*** Data for review ***

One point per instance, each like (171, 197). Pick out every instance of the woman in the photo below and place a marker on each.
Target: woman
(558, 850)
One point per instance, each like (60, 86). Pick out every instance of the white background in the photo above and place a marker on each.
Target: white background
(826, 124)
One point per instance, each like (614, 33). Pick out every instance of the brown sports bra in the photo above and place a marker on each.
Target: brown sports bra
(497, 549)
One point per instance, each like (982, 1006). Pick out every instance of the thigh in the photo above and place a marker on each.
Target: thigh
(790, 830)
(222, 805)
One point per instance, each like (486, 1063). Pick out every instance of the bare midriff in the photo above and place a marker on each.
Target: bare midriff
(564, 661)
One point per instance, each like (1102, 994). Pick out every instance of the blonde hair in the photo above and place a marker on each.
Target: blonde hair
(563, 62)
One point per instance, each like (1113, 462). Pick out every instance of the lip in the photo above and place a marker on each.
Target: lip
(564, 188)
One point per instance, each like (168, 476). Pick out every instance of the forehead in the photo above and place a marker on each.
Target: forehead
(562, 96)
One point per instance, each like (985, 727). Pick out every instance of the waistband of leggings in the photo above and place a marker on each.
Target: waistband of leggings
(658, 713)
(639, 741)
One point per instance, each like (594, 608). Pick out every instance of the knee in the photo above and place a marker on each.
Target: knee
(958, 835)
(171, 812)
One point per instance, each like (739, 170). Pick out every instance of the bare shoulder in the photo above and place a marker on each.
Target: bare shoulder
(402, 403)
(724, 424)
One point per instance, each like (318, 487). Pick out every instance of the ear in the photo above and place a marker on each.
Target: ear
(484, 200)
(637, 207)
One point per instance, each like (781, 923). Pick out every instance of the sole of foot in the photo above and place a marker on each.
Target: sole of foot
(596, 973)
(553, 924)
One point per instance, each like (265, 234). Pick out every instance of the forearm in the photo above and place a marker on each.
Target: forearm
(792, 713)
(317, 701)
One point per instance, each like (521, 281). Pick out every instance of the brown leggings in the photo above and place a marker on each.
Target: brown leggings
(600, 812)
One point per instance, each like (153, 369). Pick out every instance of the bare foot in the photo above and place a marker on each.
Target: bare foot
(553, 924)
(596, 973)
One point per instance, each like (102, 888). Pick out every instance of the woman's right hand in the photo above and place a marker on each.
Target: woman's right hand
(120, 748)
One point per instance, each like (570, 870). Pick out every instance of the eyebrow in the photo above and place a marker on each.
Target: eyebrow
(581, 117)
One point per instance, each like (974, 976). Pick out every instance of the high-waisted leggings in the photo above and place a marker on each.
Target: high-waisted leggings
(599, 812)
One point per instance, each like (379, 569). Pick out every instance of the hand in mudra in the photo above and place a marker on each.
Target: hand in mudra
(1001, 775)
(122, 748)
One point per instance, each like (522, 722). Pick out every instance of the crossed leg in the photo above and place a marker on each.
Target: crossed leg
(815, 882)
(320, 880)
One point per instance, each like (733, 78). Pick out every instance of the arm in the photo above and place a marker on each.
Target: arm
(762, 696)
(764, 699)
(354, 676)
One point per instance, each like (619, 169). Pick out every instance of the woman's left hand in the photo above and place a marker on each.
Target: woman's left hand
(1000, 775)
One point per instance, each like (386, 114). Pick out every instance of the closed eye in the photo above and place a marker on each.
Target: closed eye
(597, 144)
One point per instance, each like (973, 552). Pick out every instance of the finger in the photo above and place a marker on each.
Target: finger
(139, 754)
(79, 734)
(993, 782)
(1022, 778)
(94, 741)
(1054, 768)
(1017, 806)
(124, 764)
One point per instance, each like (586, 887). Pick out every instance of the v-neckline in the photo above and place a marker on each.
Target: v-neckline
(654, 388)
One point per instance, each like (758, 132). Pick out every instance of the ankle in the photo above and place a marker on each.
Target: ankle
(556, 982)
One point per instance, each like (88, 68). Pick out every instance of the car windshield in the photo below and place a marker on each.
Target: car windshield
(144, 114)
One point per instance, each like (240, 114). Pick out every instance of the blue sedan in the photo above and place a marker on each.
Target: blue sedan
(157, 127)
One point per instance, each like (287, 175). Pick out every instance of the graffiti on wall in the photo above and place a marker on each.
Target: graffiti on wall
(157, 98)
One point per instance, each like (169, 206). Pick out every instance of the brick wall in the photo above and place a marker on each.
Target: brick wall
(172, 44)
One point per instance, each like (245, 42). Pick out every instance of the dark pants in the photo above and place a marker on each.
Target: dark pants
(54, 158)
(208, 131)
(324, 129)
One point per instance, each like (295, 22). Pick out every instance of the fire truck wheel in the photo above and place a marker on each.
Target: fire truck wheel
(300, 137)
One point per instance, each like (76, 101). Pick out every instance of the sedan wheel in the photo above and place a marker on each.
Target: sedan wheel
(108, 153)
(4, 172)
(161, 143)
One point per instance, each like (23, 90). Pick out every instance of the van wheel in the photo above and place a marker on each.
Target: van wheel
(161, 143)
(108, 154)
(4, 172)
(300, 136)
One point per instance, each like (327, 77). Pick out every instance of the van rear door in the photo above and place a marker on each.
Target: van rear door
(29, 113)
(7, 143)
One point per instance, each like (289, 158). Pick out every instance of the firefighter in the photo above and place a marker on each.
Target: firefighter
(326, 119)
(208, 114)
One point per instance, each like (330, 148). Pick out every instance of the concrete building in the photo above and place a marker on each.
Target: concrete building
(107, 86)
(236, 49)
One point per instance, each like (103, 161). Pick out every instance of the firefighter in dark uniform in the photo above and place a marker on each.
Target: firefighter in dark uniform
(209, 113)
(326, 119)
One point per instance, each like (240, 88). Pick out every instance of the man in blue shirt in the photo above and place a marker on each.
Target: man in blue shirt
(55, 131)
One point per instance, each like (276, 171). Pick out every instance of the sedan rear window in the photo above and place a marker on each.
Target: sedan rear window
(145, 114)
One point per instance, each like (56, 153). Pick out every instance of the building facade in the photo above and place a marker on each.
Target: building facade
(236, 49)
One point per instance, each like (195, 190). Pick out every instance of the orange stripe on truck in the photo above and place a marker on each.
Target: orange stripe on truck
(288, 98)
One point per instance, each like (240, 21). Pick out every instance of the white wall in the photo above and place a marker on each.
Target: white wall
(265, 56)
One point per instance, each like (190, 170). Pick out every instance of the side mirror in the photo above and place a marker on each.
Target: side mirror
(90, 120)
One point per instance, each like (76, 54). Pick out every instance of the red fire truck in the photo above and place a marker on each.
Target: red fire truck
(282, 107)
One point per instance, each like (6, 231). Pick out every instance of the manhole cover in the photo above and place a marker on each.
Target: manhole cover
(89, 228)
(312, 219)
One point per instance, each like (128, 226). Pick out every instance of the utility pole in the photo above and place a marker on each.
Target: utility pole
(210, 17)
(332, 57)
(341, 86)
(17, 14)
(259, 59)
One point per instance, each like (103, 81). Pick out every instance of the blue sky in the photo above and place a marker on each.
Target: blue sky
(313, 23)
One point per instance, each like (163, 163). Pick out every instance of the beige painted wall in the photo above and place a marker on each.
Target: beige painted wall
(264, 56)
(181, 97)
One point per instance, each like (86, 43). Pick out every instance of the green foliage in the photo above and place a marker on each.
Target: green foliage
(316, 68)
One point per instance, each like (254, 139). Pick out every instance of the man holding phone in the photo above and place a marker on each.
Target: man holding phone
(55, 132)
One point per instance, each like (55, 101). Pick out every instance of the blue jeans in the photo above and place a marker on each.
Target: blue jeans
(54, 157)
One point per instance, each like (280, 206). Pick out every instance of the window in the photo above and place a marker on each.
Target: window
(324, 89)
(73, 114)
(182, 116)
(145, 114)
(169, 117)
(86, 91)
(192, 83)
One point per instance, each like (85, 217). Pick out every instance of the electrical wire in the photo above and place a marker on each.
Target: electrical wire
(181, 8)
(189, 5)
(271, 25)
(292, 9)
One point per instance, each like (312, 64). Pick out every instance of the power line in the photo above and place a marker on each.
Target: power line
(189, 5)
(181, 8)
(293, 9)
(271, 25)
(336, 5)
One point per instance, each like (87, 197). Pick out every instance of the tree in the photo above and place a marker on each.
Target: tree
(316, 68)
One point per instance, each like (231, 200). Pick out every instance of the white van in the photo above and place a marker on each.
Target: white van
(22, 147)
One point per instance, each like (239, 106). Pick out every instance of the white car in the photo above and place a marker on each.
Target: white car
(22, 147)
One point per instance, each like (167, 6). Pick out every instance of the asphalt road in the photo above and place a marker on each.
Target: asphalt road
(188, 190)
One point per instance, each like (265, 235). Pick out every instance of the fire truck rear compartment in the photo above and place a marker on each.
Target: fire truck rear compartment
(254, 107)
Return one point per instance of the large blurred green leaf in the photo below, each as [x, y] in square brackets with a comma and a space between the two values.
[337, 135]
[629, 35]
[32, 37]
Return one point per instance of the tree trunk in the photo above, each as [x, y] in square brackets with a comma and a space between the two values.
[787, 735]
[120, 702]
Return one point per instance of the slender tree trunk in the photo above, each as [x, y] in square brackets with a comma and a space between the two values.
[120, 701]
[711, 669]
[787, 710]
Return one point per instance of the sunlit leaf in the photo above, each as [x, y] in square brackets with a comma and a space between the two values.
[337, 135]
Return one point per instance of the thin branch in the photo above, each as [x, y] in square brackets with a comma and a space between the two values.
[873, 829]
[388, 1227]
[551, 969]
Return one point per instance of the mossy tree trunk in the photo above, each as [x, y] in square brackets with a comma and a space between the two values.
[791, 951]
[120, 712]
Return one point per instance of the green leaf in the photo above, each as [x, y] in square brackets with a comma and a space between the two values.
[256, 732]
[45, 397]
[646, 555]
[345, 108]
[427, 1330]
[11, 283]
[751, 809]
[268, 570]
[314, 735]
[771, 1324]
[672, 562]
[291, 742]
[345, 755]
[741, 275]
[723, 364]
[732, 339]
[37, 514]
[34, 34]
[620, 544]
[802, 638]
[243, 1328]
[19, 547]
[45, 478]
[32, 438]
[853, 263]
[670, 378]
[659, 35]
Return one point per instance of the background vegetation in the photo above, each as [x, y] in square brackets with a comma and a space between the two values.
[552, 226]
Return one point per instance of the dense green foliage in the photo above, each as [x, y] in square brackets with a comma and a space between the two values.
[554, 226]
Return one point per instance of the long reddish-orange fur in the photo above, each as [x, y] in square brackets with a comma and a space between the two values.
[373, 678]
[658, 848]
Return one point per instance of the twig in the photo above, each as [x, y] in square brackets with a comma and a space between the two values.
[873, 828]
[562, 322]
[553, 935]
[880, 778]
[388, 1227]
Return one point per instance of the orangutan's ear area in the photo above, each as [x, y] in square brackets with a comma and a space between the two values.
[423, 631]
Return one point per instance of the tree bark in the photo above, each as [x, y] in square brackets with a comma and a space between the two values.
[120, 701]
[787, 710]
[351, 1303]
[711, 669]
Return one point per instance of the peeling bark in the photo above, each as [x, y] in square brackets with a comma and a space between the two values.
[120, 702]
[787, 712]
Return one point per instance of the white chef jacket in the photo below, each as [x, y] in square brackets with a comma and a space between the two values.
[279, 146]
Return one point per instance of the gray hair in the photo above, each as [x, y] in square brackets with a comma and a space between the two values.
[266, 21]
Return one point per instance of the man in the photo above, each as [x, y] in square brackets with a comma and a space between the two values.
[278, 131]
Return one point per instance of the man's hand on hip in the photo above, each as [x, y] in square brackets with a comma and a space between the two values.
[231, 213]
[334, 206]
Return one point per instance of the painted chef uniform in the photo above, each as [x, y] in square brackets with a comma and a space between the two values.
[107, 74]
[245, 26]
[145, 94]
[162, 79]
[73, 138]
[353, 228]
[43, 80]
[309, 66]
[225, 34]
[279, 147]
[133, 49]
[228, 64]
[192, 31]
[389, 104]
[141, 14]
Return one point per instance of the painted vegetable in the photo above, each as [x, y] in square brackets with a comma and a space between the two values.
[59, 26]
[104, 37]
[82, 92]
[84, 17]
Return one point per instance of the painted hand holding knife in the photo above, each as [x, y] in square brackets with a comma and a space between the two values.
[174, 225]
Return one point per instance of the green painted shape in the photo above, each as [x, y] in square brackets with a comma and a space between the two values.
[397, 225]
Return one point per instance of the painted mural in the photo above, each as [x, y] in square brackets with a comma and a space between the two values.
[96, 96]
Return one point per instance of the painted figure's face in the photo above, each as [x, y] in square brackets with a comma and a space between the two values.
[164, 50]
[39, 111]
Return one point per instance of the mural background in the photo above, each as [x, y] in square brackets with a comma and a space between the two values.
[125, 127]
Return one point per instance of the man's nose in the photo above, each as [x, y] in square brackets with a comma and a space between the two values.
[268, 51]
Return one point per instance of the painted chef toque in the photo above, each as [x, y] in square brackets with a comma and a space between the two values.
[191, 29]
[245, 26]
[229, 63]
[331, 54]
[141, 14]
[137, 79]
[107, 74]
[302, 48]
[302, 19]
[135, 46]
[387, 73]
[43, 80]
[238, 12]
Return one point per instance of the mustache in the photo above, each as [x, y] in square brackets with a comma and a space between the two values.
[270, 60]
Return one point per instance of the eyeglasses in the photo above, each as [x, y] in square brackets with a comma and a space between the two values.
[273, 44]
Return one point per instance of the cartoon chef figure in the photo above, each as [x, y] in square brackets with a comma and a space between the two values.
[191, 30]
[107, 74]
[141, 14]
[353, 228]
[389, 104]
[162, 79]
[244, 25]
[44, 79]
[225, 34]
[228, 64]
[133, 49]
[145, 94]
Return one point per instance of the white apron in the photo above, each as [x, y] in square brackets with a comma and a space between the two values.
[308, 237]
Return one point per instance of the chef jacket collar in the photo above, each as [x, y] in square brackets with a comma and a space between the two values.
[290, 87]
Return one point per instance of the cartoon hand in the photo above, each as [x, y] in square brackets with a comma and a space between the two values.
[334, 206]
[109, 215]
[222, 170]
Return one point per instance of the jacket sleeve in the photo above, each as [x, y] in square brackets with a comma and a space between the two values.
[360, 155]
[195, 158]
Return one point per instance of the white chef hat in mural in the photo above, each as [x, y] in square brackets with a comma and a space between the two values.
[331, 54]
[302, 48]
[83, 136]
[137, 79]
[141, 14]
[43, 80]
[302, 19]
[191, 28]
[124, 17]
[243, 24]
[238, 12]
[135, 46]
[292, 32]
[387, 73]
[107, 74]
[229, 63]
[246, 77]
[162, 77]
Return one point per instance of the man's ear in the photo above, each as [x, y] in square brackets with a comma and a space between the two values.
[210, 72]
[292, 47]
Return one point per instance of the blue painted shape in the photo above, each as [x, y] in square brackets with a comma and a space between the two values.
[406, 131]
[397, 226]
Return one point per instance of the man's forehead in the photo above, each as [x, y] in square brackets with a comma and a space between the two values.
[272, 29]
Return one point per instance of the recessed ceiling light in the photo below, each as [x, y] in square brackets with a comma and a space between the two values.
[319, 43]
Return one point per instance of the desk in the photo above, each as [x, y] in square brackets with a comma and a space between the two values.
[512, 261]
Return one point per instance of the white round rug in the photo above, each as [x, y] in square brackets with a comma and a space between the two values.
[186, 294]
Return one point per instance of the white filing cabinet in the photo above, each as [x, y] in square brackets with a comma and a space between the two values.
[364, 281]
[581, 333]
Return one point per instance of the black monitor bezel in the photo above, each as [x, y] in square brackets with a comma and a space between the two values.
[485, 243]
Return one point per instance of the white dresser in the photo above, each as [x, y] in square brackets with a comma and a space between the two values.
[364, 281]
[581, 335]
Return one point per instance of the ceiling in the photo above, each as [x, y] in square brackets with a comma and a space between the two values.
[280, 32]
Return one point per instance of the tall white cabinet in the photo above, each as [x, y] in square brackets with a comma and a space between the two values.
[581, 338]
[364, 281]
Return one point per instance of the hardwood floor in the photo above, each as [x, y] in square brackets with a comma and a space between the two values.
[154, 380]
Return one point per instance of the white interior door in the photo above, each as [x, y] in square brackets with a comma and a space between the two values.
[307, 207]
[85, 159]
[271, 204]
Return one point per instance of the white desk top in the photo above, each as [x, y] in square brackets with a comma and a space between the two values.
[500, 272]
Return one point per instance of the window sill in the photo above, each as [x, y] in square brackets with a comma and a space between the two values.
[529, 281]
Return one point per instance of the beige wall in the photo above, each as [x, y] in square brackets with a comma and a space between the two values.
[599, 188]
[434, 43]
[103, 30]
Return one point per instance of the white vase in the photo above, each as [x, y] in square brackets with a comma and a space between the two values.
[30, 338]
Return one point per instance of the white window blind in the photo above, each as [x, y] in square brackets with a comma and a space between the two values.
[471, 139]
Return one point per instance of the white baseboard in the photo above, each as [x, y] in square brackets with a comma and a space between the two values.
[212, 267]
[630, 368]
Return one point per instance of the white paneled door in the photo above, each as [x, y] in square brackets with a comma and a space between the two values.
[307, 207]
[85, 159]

*** End of Data for review ***

_Task description:_ Retype only this portion of the data above: the line containing "One point per instance, each like (265, 234).", the line containing "One point per instance, each like (586, 887).", and all lines between them, exactly.

_Solved problem:_
One point per instance, each like (265, 234). Pick out every instance of the forearm in the photo above and place a marker on each.
Target: forearm
(792, 713)
(317, 701)
One point per instance, each like (521, 281). Pick out every instance of the brown leggings in the photo above and place a marker on each.
Target: brown leggings
(600, 812)
One point per instance, each like (153, 369). Pick out every instance of the bare foot in the photo above and place a marker on each.
Target: bare foot
(553, 924)
(596, 973)
One point per instance, each like (102, 888). Pick out every instance of the woman's right hand in the photo above and place a marker on each.
Target: woman's right hand
(120, 748)
One point per instance, each like (570, 870). Pick out every instance of the eyebrow in the photo above and place a marker on each.
Target: eyebrow
(581, 117)
One point per instance, each like (974, 976). Pick out every instance of the high-waisted leggings in the photo above and place a marker on each.
Target: high-waisted leggings
(599, 812)
One point per instance, each like (379, 569). Pick out every instance of the hand in mudra in the photo above and place a marker on each.
Target: hand in mudra
(1001, 775)
(122, 748)
One point per instance, each like (522, 722). Pick out every instance of the crossed leg in the photo above and place a marker on each.
Target: crossed leg
(815, 882)
(320, 880)
One point per instance, each like (733, 78). Pick out every instance of the arm in the photo above and place a marker on each.
Target: arm
(762, 696)
(764, 699)
(354, 676)
One point per instance, each like (619, 169). Pick out every instance of the woman's left hand in the photo above and place a marker on each.
Target: woman's left hand
(1000, 775)
One point per instance, each like (386, 114). Pick out every instance of the closed eye in the photo above and place a marker on each.
Target: closed eye
(597, 144)
One point per instance, each like (973, 552). Pick out every instance of the finger in the photo above and place a marker on each.
Target: finger
(139, 754)
(79, 734)
(993, 782)
(1022, 778)
(94, 741)
(1054, 768)
(1017, 806)
(124, 764)
One point per instance, each like (586, 887). Pick out every instance of the v-neckline in the photo above and place a marker on each.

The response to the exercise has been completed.